Exercise requirements: In the data below, find every line that has the string "fence", and copy it.

Saved entries:
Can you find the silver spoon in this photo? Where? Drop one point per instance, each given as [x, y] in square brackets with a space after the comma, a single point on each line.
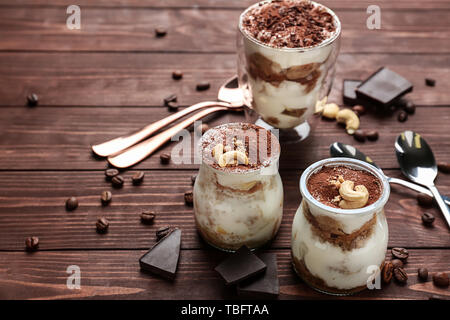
[417, 162]
[338, 149]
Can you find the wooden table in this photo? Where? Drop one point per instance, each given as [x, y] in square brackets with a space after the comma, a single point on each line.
[110, 78]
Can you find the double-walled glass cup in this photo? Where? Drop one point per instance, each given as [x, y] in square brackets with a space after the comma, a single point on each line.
[337, 250]
[282, 85]
[238, 205]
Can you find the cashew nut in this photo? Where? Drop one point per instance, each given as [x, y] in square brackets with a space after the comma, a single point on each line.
[330, 110]
[350, 119]
[353, 197]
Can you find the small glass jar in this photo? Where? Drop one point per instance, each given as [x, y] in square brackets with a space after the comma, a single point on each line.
[282, 85]
[336, 250]
[238, 205]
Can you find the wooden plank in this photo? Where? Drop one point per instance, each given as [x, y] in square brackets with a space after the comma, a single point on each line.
[206, 30]
[83, 79]
[60, 138]
[116, 275]
[32, 203]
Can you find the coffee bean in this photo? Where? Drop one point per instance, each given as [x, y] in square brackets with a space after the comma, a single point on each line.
[359, 110]
[422, 273]
[32, 99]
[110, 173]
[189, 198]
[32, 243]
[440, 279]
[427, 219]
[160, 32]
[444, 167]
[162, 232]
[106, 197]
[177, 75]
[372, 135]
[202, 86]
[424, 200]
[387, 272]
[430, 82]
[102, 225]
[410, 107]
[165, 158]
[359, 135]
[138, 177]
[400, 275]
[147, 217]
[117, 181]
[71, 203]
[400, 253]
[402, 116]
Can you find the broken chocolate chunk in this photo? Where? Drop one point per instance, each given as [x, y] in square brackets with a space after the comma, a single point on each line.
[162, 258]
[241, 265]
[264, 286]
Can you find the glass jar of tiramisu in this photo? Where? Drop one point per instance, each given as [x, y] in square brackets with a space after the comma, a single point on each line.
[238, 193]
[286, 55]
[340, 233]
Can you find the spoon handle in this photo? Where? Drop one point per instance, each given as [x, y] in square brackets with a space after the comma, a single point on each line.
[440, 203]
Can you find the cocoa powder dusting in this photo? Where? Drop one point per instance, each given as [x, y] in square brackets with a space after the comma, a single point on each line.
[322, 189]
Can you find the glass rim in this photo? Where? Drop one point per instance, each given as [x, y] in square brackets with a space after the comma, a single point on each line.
[325, 43]
[350, 162]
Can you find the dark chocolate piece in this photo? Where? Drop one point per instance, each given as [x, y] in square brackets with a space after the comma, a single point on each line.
[383, 88]
[264, 286]
[162, 258]
[348, 92]
[241, 265]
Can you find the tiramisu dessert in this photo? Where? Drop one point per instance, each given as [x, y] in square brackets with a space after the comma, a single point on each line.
[238, 193]
[287, 50]
[340, 233]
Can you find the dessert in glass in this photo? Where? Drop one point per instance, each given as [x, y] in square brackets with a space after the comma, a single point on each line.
[286, 55]
[339, 232]
[238, 193]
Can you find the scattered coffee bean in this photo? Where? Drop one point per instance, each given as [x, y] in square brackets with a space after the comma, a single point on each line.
[177, 75]
[400, 275]
[147, 217]
[397, 263]
[117, 181]
[138, 177]
[444, 167]
[110, 173]
[160, 32]
[402, 116]
[102, 225]
[440, 279]
[400, 253]
[387, 272]
[162, 232]
[410, 107]
[430, 82]
[165, 158]
[106, 197]
[202, 86]
[424, 200]
[71, 203]
[32, 243]
[359, 135]
[170, 98]
[422, 273]
[427, 219]
[189, 198]
[372, 135]
[32, 99]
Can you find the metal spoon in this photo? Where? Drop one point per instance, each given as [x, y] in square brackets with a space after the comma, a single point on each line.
[338, 149]
[230, 96]
[417, 162]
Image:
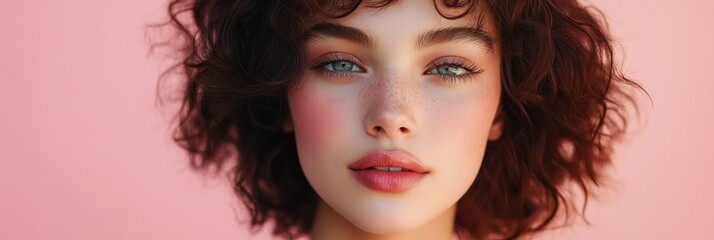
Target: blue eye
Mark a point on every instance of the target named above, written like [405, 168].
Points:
[342, 66]
[450, 70]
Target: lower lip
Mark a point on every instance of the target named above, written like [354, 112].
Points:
[384, 181]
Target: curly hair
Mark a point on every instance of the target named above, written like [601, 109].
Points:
[563, 107]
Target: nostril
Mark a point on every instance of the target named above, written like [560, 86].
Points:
[378, 129]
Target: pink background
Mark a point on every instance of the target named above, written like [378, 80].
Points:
[84, 154]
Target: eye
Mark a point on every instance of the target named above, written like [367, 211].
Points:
[453, 69]
[337, 65]
[342, 66]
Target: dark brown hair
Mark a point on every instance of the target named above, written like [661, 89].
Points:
[562, 104]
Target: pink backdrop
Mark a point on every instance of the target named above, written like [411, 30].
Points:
[85, 155]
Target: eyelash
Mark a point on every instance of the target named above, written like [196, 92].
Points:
[319, 65]
[471, 69]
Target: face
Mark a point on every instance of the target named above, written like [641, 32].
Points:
[390, 86]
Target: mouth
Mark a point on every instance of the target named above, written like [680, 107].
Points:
[388, 171]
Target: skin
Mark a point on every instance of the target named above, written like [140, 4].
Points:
[392, 96]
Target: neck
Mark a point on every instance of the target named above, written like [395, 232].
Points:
[329, 224]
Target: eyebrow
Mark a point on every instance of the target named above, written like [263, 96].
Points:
[433, 37]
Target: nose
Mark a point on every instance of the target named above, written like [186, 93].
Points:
[391, 102]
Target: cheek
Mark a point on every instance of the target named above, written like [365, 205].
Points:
[313, 117]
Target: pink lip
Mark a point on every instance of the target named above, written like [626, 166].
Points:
[388, 181]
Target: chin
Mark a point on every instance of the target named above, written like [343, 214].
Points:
[387, 222]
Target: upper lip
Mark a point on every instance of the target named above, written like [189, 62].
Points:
[388, 158]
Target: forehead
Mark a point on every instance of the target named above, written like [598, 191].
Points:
[397, 13]
[420, 22]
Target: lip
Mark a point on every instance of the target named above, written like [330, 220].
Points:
[388, 181]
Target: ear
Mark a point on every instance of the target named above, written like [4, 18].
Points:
[288, 124]
[496, 127]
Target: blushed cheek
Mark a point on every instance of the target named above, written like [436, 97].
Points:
[315, 118]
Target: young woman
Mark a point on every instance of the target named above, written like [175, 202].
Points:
[414, 119]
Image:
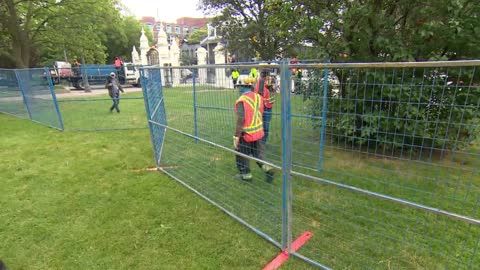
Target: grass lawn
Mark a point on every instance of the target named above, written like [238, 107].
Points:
[82, 200]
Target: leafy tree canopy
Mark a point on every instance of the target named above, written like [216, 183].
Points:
[38, 32]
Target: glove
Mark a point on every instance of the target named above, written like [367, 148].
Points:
[236, 142]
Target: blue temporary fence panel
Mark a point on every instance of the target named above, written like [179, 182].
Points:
[378, 162]
[155, 108]
[11, 98]
[39, 97]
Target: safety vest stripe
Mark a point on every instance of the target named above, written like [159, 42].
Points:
[256, 123]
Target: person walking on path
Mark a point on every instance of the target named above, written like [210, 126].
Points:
[114, 89]
[249, 132]
[264, 88]
[235, 75]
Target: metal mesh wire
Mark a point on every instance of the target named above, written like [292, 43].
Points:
[39, 97]
[384, 160]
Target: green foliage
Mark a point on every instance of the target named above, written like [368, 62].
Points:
[52, 30]
[197, 35]
[244, 24]
[414, 110]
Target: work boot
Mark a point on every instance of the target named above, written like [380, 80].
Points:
[269, 173]
[244, 176]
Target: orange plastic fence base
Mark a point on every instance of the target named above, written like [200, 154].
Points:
[283, 256]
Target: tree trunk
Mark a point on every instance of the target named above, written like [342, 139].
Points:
[20, 41]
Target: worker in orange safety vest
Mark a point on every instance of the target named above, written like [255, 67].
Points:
[248, 133]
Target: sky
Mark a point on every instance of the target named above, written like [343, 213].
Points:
[168, 10]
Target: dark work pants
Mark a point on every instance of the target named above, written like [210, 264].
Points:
[247, 148]
[116, 102]
[266, 118]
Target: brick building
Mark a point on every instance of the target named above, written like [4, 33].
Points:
[179, 29]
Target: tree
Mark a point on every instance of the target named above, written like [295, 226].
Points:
[31, 26]
[37, 32]
[197, 35]
[391, 30]
[243, 24]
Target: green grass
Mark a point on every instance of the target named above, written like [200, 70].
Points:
[351, 231]
[82, 200]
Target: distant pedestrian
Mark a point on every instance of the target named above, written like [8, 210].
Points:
[114, 88]
[249, 132]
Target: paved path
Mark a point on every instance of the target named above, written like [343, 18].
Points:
[95, 92]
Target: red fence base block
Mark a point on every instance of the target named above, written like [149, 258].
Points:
[283, 256]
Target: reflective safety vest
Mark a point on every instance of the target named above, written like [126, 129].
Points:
[268, 98]
[253, 108]
[253, 73]
[235, 74]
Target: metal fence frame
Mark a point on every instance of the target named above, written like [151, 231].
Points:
[286, 166]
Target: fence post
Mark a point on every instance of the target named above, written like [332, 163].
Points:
[23, 91]
[54, 98]
[324, 118]
[286, 157]
[195, 127]
[143, 80]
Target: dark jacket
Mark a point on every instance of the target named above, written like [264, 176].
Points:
[114, 87]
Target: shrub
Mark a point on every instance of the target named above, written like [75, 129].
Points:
[409, 109]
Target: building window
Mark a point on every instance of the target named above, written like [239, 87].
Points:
[150, 26]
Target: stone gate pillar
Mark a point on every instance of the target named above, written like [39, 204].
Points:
[220, 76]
[202, 60]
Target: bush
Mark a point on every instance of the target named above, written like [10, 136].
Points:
[408, 109]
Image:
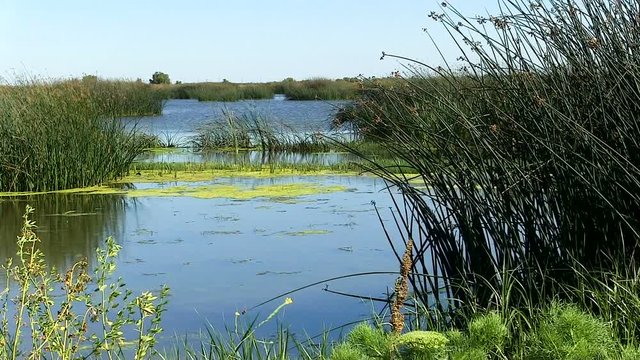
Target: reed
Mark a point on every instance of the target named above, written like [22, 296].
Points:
[224, 91]
[527, 157]
[318, 89]
[253, 131]
[63, 135]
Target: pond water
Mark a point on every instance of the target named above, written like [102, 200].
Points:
[181, 119]
[221, 254]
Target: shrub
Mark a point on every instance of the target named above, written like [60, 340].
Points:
[90, 316]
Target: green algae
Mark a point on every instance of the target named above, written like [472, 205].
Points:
[237, 192]
[279, 192]
[285, 193]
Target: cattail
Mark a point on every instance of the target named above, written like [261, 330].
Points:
[402, 289]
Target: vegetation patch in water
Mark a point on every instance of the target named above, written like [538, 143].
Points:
[204, 174]
[281, 192]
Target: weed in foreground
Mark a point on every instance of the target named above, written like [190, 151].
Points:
[75, 314]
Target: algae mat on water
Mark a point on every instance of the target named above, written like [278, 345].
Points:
[275, 191]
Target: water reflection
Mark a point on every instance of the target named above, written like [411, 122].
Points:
[248, 157]
[70, 226]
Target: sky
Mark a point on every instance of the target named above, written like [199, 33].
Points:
[211, 40]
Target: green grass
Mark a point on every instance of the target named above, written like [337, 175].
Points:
[66, 134]
[527, 159]
[259, 133]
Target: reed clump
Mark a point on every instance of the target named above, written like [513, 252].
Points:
[222, 91]
[255, 132]
[528, 160]
[64, 135]
[312, 89]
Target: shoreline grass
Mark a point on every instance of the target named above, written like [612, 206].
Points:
[66, 134]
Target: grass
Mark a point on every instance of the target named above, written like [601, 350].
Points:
[312, 89]
[64, 135]
[78, 313]
[527, 159]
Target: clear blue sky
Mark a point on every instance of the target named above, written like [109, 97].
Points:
[208, 40]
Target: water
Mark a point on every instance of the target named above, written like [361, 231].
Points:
[220, 256]
[181, 119]
[224, 255]
[177, 155]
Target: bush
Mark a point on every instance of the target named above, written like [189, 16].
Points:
[92, 316]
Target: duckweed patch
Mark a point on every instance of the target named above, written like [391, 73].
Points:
[236, 192]
[279, 192]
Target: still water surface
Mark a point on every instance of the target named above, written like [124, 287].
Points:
[181, 119]
[224, 255]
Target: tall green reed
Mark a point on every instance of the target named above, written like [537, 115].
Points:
[63, 135]
[253, 131]
[527, 156]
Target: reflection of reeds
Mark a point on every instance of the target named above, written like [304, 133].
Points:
[69, 225]
[528, 159]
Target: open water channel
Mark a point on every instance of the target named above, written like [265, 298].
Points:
[225, 252]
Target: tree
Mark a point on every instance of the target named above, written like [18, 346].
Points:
[159, 78]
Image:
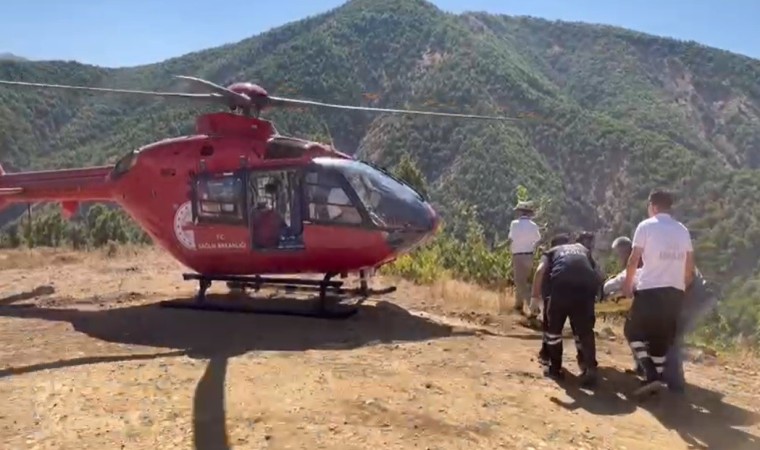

Problem solution:
Target: blue temporary fence panel
Target: orange plastic fence base
Target: red fence base block
Target: metal fence frame
Target: fence post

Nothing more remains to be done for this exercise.